**Supplied material**
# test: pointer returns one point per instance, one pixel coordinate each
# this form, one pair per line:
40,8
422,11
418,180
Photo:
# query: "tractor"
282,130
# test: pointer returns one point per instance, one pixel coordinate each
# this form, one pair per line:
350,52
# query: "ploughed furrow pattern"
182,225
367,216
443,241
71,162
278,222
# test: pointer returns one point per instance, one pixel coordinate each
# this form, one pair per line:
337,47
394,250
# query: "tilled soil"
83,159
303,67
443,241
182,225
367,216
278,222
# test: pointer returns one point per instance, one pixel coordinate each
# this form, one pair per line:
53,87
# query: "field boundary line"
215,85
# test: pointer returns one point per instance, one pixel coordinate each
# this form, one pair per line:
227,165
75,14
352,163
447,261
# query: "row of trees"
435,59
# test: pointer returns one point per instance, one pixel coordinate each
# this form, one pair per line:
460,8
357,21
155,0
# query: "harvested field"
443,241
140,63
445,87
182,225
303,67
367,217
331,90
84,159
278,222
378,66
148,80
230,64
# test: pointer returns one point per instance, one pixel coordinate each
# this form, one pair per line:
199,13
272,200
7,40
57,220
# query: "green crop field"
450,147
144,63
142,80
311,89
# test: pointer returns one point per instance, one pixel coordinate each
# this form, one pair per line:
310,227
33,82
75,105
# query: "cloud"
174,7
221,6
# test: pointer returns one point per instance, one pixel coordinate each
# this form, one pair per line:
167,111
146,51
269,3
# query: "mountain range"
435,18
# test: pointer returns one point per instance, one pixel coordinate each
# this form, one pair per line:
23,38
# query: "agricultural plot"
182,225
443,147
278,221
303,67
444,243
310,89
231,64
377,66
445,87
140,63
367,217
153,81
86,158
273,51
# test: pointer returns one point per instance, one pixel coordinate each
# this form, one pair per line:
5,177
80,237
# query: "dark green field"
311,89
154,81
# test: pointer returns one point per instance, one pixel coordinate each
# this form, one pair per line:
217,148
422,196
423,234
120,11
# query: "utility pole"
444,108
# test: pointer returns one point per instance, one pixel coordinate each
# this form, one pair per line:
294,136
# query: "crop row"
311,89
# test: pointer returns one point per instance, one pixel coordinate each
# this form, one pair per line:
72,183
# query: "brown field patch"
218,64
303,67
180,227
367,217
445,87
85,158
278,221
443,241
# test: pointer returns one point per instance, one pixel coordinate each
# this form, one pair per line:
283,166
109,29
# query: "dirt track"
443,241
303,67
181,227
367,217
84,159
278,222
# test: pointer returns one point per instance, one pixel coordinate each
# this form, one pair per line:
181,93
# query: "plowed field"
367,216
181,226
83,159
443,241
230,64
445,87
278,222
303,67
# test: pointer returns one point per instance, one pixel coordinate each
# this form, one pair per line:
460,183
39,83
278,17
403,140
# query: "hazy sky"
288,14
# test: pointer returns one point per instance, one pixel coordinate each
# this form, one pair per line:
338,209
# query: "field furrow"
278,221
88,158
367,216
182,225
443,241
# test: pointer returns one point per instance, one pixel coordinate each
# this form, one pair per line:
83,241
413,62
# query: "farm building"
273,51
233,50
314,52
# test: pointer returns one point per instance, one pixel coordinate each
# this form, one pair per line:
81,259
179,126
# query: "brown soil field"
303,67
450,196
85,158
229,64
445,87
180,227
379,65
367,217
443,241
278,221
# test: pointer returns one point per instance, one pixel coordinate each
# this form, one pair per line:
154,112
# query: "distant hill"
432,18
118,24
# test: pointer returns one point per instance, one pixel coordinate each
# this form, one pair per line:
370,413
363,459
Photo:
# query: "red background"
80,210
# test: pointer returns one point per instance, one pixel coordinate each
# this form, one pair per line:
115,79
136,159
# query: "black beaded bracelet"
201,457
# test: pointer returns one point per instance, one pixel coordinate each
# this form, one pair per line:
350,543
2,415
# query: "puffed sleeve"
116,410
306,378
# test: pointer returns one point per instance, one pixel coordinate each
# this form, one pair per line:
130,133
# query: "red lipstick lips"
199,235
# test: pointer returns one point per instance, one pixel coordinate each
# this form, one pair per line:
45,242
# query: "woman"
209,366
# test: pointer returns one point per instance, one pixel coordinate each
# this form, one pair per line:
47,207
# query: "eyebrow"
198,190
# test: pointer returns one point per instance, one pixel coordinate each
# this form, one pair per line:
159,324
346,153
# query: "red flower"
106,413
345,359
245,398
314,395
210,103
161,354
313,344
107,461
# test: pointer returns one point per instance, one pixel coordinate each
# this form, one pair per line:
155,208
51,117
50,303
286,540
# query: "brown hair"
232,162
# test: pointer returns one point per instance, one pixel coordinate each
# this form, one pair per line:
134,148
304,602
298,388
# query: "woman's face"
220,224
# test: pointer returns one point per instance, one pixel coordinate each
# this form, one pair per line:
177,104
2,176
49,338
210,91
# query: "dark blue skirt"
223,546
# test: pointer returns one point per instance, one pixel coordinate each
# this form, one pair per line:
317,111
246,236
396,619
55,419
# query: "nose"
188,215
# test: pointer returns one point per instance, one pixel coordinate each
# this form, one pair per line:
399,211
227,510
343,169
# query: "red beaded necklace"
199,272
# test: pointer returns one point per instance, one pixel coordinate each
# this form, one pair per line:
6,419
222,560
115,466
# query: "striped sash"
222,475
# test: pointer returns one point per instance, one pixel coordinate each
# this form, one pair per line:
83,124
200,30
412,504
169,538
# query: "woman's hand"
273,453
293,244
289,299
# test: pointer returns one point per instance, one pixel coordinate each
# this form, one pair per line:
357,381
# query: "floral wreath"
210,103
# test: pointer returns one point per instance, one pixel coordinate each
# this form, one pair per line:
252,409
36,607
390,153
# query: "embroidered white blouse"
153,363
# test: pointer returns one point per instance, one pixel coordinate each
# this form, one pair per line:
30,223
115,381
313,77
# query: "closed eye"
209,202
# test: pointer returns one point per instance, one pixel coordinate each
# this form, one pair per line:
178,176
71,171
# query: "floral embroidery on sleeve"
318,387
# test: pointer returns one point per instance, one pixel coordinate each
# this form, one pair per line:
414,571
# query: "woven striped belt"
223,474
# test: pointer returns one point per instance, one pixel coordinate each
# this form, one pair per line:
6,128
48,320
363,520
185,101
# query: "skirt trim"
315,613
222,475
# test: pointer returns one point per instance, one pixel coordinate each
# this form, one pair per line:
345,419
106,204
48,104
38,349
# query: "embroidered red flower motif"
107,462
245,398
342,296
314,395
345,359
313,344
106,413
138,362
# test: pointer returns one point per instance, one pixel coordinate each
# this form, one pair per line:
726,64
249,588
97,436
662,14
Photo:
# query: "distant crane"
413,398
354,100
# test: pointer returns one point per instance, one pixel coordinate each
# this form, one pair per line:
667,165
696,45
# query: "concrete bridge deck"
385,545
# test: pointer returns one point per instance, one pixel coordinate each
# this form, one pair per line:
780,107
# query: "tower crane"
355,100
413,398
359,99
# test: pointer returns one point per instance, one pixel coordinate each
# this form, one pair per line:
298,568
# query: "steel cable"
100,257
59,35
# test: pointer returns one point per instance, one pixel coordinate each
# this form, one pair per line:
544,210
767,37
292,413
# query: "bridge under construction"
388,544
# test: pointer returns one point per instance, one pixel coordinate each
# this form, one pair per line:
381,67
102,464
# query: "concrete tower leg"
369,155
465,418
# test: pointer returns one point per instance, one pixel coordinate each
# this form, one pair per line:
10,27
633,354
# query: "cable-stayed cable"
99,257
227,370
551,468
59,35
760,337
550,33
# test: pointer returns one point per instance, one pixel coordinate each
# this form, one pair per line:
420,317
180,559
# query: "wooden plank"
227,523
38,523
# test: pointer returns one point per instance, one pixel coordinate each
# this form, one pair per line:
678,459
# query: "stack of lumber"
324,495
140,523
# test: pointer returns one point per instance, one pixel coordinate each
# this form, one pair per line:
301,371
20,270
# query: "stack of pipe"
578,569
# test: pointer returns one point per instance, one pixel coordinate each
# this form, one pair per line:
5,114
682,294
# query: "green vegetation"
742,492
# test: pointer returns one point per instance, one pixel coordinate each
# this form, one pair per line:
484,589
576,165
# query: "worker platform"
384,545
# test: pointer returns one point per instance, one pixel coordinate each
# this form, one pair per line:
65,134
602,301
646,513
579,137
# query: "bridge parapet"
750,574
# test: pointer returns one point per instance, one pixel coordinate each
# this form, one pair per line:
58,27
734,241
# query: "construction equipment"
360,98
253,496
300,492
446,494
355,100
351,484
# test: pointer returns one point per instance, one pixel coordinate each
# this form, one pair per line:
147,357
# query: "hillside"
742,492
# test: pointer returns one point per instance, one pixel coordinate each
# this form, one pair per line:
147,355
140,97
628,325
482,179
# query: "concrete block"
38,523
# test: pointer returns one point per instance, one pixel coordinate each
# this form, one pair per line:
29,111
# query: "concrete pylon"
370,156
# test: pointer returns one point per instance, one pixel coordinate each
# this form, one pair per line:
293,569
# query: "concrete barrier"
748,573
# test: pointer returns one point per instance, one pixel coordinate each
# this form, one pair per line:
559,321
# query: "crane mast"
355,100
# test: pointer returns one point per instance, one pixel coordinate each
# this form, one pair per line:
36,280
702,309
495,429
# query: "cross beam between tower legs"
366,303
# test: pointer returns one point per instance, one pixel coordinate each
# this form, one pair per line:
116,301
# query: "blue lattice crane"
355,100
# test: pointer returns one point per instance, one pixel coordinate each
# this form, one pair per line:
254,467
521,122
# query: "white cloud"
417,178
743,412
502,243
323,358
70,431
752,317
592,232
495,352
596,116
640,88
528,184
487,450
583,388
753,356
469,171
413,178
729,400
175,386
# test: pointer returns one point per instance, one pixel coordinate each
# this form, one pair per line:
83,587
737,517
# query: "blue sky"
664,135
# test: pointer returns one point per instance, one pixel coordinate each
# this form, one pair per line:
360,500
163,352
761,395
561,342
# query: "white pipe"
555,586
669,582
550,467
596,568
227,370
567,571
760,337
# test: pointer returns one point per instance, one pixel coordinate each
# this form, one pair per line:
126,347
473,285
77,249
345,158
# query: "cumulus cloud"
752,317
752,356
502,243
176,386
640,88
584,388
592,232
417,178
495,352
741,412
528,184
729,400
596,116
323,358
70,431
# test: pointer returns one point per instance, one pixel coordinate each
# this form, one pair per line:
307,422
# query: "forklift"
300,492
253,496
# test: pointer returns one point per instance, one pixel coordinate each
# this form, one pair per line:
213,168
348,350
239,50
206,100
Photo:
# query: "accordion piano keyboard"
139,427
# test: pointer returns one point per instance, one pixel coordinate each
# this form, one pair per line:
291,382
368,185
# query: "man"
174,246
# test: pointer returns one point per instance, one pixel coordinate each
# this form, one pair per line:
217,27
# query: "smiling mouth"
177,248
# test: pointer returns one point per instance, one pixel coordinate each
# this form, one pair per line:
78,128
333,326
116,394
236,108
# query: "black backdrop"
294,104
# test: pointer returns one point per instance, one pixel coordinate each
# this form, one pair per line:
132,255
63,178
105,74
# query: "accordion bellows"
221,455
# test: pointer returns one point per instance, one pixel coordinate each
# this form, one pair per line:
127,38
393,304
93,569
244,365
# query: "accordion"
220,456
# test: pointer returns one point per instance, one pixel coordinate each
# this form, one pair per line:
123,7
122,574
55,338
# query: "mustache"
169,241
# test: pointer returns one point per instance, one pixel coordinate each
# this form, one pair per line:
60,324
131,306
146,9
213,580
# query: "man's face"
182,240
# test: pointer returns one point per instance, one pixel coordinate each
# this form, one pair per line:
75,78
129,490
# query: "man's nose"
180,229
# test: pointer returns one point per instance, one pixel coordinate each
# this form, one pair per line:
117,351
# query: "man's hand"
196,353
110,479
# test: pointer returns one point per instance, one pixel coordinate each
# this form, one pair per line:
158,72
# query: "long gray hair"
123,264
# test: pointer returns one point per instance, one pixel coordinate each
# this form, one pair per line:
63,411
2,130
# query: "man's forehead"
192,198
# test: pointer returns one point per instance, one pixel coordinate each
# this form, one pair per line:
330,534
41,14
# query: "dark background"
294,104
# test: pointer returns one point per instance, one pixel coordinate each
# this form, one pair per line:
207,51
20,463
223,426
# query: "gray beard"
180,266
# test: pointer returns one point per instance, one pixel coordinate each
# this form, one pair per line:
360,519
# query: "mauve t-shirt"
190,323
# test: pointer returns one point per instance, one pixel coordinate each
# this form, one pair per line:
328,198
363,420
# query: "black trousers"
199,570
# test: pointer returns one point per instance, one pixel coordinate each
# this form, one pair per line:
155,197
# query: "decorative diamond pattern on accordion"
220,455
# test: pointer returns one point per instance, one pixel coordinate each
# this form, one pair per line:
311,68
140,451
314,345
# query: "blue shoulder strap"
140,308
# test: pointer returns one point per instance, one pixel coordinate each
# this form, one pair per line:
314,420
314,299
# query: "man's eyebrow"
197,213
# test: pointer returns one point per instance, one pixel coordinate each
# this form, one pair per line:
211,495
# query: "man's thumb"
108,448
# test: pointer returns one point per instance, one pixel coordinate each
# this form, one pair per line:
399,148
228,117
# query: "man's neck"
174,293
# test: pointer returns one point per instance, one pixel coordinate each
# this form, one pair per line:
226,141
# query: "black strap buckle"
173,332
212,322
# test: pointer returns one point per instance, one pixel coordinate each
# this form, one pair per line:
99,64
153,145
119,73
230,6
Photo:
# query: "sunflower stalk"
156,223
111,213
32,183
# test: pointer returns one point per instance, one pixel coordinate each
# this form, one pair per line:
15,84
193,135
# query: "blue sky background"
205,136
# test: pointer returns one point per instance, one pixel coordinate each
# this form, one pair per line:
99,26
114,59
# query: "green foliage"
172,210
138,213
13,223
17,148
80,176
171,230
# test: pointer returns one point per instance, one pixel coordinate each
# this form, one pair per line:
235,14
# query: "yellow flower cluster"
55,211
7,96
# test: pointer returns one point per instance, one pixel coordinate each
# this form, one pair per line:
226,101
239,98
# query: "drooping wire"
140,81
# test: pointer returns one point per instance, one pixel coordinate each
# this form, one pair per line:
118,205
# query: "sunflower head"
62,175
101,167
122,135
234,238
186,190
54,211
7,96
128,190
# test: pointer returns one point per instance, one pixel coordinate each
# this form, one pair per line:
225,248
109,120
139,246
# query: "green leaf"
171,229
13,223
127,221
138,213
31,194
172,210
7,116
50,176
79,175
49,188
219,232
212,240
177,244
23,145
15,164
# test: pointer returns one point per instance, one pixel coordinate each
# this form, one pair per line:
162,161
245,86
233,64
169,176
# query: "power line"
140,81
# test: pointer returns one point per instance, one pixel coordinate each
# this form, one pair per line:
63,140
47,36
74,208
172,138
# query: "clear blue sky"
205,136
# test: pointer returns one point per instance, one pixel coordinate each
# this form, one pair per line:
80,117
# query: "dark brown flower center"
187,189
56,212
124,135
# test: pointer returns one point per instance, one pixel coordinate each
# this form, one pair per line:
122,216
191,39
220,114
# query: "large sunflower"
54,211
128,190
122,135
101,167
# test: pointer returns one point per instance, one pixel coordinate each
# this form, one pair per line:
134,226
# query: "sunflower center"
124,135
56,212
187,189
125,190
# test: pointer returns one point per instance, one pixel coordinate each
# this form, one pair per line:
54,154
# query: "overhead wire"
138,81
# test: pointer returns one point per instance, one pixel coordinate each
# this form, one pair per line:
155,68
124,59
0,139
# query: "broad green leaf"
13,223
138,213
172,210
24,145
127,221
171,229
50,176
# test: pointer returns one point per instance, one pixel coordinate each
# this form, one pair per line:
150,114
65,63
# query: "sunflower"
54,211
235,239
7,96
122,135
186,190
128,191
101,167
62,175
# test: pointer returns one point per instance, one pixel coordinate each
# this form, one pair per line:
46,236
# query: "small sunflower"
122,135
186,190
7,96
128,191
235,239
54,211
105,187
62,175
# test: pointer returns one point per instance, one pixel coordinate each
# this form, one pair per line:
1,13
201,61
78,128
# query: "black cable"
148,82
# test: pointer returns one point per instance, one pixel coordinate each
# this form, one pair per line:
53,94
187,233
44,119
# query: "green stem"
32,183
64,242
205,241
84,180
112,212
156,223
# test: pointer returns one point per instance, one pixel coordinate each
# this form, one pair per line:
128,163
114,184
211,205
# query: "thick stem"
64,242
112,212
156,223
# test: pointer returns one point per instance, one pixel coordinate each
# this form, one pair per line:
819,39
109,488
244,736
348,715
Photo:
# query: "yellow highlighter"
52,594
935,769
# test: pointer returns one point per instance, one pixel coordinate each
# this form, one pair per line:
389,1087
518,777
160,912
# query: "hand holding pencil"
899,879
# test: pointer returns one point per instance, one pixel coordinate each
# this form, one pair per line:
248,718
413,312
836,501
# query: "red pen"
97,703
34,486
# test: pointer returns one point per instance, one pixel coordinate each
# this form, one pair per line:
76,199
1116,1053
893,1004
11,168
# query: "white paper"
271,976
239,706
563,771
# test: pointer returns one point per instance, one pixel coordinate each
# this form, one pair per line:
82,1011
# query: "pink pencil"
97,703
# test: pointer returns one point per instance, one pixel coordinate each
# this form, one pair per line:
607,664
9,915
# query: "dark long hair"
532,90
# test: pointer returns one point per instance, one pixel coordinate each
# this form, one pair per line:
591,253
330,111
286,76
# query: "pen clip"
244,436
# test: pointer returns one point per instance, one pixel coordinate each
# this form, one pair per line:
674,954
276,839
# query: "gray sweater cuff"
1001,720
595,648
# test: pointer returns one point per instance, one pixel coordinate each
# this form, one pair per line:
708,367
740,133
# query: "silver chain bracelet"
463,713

**Exercise**
Locate every line in the items above that contains the string "background", and copy each of those lines. Matching is case-sensitive.

**Final answer**
# query: "red background"
# query: "dark background"
# query: "blue sky background"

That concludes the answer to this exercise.